──────── Gekozen fragment
Een teme is een meme op technologisch vlak. Neem bijvoorbeeld de teme het schrift. Dat begon ooit op een kleitablet en heeft zich door middel van een aantal mutaties door de tijd heen doorontwikkeld tot apparaten als de ipad en smartphone. Het geschreven woord heeft duidelijk zijn nut bewezen en we doen het dan ook tot op de dag van vandaag. Nu is het schrift een tamelijk onschuldige teme, maar wat nou als ze zo slim worden dat ze in staat zijn om een brein te scheppen – bijvoorbeeld in de vorm van een robot – waarmee zij zichzelf kunnen dupliceren en de mens op den duur niet meer nodig hebben om te overleven? Dan zou het wel eens einde verhaal kunnen zijn voor de mensheid as we know it.
────────────────
──────── Vastgelegde gegevens
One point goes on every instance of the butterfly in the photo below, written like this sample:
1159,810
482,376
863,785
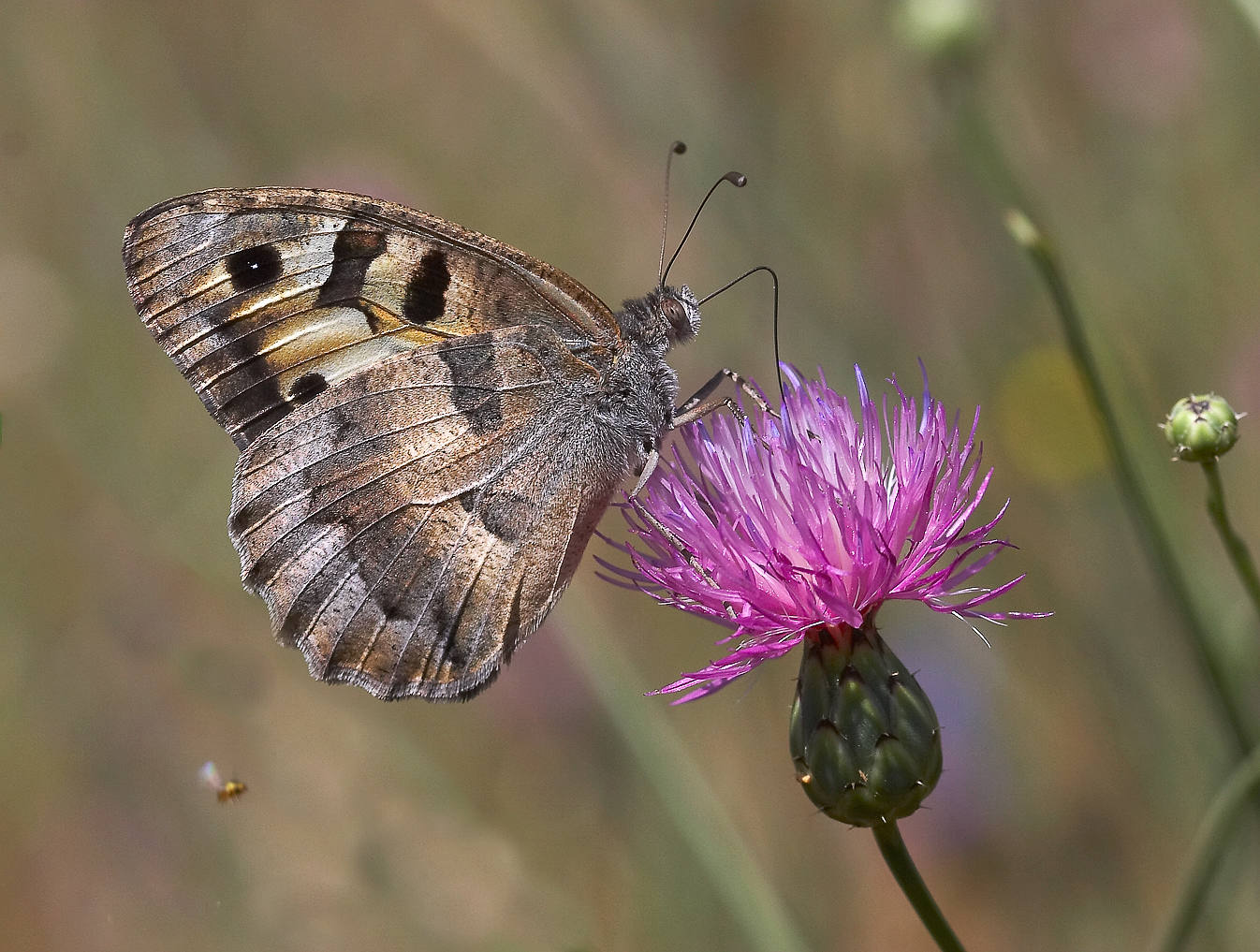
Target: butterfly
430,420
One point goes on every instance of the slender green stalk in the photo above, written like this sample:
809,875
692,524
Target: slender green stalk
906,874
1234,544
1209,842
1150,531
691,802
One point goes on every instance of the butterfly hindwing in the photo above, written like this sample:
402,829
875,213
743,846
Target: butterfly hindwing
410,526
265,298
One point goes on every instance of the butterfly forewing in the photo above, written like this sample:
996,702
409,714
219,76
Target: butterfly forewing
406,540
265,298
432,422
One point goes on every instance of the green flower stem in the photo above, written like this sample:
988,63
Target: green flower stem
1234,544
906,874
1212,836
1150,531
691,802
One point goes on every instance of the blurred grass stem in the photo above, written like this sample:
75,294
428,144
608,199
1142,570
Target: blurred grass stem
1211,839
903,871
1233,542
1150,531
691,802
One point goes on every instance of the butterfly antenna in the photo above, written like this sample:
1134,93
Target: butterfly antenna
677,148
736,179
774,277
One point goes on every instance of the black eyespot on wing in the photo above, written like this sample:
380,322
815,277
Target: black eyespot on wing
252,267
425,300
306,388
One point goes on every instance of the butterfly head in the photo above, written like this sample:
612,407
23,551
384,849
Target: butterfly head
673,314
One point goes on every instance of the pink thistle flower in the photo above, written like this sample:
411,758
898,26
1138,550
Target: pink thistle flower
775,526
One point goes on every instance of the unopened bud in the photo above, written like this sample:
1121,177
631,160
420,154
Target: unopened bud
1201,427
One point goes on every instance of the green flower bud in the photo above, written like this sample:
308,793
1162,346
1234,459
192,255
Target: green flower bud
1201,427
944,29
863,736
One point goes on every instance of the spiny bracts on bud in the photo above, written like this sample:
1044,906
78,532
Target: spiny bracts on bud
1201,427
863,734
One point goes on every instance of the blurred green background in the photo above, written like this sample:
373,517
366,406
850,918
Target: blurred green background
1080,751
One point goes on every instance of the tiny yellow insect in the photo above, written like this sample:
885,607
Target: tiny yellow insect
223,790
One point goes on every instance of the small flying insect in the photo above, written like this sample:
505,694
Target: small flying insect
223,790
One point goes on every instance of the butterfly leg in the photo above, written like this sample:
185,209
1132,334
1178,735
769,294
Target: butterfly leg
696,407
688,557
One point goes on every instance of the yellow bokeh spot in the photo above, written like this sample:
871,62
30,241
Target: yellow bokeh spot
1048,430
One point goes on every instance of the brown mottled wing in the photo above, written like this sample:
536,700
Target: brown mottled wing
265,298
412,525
────────────────
• Gegeven opdracht 1:
Beantwoord over het fragment over temes:
(a) Wat is een teme volgens het fragment?
(b) Waarop begon het schrift ooit?
(c) Wat zouden temes volgens het fragment misschien kunnen scheppen als ze slim genoeg worden?
• Gegeven opdracht 2: Bewerk het fragment over temes: schrijf het stuk beginnend bij "Een teme is" en doorlopend tot en met "we know it." opnieuw, maar zet "papyrusrol" in plaats van "kleitablet".
• Gegeven opdracht 3: Ga verder met de tekst over temes, aansluitend op de laatste zin.

• Uitwerking opdracht 1:
(a) Een meme op technologisch vlak.
(b) Op een kleitablet.
(c) Een brein, bijvoorbeeld in de vorm van een robot.

• Uitwerking opdracht 2:
Een teme is een meme op technologisch vlak. Neem bijvoorbeeld de teme het schrift. Dat begon ooit op een papyrusrol en heeft zich door middel van een aantal mutaties door de tijd heen doorontwikkeld tot apparaten als de ipad en smartphone. Het geschreven woord heeft duidelijk zijn nut bewezen en we doen het dan ook tot op de dag van vandaag. Nu is het schrift een tamelijk onschuldige teme, maar wat nou als ze zo slim worden dat ze in staat zijn om een brein te scheppen – bijvoorbeeld in de vorm van een robot – waarmee zij zichzelf kunnen dupliceren en de mens op den duur niet meer nodig hebben om te overleven? Dan zou het wel eens einde verhaal kunnen zijn voor de mensheid as we know it.

• Uitwerking opdracht 3:
Eigenlijk vind ik de theorie bijna aandoenlijk, zoals een kind die bang is voor de monsters onder het bed dat ook is. Dat wij geneigd zijn om de techniek die wij zelf ontwikkelen automatisch te zien als kwaadaardig, slechts uit op onze vernietiging, zegt volgens mij vooral iets over hoe wij tegen onszelf aankijken. Want áls wij op een goed moment al in staat blijken om bezielde robots te maken, dan moet het toch een koud kunstje zijn om ze ook eigenschappen als liefde, compassie en empathie mee te geven?
Boeddhisme, met al haar principes en meditatietools is tenslotte ook een verzameling memes, en houdt zich al meer dan 2500 jaar staande, al dan niet aangepast aan de tijd en cultuur waarin het wordt doorgegeven. Neem het fenomeen compassie, ook een soort meme waar mensen maar te makkelijk mee besmet raken. Komt dat omdat er iets in het idee compassie schuilt dat zich omwille van zichzelf wil dupliceren? Of is het effect van compassie gewoon zo aantrekkelijk dat mensen er zelf voor kiezen om het door te geven?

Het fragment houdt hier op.